Tulis ulang tanpa mengubah satu kata pun bagian teks tentang koleksi buku yang berdebu di bawah, semuanya mulai dari "Aku lupa, entah" terus sampai "lewat ungkapan jaringnya.".

▶ Kutipan Dokumen:
***

KUTU BUKU
Oh! Nanar kupandangi tumpukan buku yang ada di dalam rak kecil berbahan rotan di sudut kamarku. Judulnya hampir mencapai 100 buku. Mulai dari buku sastra, filsafat, buku keagamaan, buku puisi, novel, kumpulan cerpen, hingga primbon berbahasa Jawa. Semuanya campur aduk jadi satu tanpa pernah aku tata.
Aku lupa, entah sudah berapa lama aku tak sempat menyentuh koleksi bukuku itu. Tahu-tahu semua kumpulan bukuku itu terlihat sudah berdebu. Bahkan ada pula sarang laba-laba yang membentuk jaring-jaring kekalutan. Mungkin laba-laba itu ingin menggambarkan kekalutan hidup manusia lewat ungkapan jaringnya.

***

▶ Catatan yang Diberikan:
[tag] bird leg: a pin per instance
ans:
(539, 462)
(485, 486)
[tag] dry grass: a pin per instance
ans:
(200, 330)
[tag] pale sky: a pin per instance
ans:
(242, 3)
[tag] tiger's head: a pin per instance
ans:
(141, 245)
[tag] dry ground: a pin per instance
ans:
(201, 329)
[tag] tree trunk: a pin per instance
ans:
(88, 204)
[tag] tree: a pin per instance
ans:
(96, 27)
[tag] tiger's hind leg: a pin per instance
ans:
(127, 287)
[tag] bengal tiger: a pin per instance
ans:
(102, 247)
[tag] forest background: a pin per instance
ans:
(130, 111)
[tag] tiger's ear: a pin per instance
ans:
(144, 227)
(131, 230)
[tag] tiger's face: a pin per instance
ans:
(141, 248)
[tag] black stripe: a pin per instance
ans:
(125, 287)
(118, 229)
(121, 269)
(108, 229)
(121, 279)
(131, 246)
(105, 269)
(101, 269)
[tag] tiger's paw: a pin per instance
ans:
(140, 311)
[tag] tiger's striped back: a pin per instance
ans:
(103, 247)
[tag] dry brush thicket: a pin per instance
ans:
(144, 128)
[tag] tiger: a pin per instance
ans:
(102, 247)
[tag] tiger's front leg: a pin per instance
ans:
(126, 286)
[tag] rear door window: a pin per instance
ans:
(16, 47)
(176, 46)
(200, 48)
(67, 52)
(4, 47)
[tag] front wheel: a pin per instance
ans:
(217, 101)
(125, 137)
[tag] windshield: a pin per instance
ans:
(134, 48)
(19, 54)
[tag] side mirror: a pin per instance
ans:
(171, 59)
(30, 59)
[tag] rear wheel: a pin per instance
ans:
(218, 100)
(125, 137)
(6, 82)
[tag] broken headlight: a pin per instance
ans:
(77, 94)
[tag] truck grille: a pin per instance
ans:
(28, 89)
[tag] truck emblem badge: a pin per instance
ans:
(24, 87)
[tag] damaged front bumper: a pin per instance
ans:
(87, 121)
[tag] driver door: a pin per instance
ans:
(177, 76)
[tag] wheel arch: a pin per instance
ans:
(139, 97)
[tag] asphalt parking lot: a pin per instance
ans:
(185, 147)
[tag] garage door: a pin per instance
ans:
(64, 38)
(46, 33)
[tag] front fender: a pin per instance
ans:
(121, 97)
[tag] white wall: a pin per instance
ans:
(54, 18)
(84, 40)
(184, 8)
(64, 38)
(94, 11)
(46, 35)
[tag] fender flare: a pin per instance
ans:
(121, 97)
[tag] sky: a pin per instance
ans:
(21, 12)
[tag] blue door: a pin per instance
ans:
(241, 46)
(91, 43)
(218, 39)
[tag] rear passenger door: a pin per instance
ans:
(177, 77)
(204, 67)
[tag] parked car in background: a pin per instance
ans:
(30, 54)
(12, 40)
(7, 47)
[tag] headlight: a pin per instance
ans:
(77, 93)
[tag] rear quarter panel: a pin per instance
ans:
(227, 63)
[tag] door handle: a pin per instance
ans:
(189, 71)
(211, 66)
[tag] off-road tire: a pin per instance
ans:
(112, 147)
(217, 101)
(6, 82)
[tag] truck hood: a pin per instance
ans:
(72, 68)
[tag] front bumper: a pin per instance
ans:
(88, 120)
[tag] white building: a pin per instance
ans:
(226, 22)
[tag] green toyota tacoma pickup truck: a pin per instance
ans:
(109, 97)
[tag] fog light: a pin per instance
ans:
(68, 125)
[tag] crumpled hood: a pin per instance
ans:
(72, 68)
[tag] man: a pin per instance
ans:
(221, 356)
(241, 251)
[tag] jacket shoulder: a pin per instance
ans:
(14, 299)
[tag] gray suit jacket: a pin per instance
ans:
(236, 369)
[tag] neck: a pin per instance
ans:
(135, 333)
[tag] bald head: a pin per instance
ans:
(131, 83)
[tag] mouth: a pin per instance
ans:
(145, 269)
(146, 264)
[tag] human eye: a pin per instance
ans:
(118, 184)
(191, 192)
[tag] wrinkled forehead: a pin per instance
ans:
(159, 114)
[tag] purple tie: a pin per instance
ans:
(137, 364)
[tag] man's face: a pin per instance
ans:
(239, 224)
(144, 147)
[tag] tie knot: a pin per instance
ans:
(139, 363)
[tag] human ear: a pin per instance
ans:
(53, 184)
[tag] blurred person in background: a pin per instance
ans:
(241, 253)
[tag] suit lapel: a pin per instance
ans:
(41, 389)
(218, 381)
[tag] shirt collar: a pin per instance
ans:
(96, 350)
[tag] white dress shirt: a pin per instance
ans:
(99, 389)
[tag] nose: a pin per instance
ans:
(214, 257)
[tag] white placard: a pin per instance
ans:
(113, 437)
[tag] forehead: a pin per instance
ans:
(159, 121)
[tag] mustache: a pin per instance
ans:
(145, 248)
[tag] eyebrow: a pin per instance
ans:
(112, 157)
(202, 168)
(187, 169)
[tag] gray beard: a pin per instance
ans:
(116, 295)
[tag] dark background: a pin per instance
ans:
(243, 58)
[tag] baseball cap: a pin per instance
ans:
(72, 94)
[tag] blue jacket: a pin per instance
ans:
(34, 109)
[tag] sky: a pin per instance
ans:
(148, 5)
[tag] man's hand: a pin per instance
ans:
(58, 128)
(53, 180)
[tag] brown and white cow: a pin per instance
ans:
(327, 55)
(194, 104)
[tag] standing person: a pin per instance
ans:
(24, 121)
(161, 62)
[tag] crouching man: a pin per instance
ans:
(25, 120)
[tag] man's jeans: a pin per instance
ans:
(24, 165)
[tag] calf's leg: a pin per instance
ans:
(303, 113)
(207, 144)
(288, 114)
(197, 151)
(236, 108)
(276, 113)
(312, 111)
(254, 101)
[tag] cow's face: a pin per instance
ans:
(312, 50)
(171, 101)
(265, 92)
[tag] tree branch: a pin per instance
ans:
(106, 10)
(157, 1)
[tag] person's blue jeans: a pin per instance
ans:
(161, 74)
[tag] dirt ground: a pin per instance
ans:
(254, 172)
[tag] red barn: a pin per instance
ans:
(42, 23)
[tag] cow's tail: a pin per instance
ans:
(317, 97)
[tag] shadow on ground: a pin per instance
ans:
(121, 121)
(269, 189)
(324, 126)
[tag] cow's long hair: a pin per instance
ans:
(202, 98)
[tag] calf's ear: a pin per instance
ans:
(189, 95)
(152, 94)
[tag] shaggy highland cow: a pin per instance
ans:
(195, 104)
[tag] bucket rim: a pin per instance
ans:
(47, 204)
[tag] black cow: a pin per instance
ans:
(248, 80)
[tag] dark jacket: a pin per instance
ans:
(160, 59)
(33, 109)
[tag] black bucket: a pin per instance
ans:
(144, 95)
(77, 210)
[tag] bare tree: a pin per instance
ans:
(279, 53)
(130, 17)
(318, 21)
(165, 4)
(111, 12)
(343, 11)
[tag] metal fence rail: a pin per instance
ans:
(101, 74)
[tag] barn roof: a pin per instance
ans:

***

▶ Jawaban Akhir:
Aku lupa, entah sudah berapa lama aku tak sempat menyentuh koleksi bukuku itu. Tahu-tahu semua kumpulan bukuku itu terlihat sudah berdebu. Bahkan ada pula sarang laba-laba yang membentuk jaring-jaring kekalutan. Mungkin laba-laba itu ingin menggambarkan kekalutan hidup manusia lewat ungkapan jaringnya.